▶ To be done
Rewrite the rows below as a numbered list, one line per item, skipping any blank lines and leaving out the pictures.

+++

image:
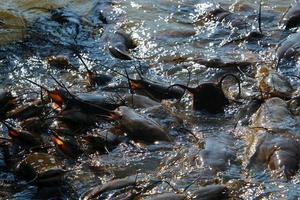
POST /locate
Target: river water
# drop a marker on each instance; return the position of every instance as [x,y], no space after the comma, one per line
[170,35]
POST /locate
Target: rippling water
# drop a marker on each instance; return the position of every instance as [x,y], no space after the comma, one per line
[168,34]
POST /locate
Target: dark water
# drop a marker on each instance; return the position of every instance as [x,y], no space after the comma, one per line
[169,35]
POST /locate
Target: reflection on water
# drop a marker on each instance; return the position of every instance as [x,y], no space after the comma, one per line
[171,36]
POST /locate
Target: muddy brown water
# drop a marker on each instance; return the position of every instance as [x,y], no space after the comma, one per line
[168,34]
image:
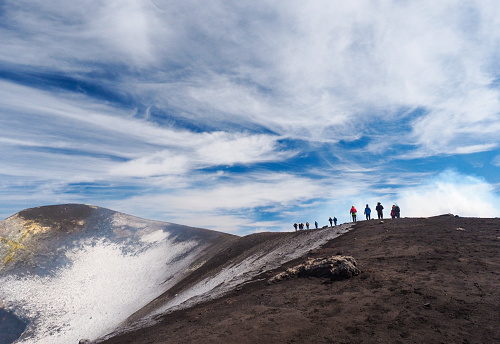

+++

▶ Answer
1. image:
2. POST /locate
3. Target: river water
4. # drop a marker on each instance; return the position of every instance as [x,y], no space after the comma, one per line
5. [170,35]
6. POST /locate
7. Target: rippling water
8. # drop a marker on each instance; return the position of every instance as [x,y], no space after the comma, one per line
9. [168,34]
10. POST /locate
11. Target: dark water
12. # drop a marker on each instance; return the position of every instance as [x,y], no space after the comma, one per line
13. [169,35]
14. POST /locate
15. Target: reflection on water
16. # drop a marker on each instance; return the position of every instance as [x,y], no space after the comma, one per line
17. [171,36]
18. POST /locate
19. Target: muddy brown water
20. # drop a marker on each instance; return the position of every instance as [x,y], no space after the comma, one per line
21. [168,34]
22. image:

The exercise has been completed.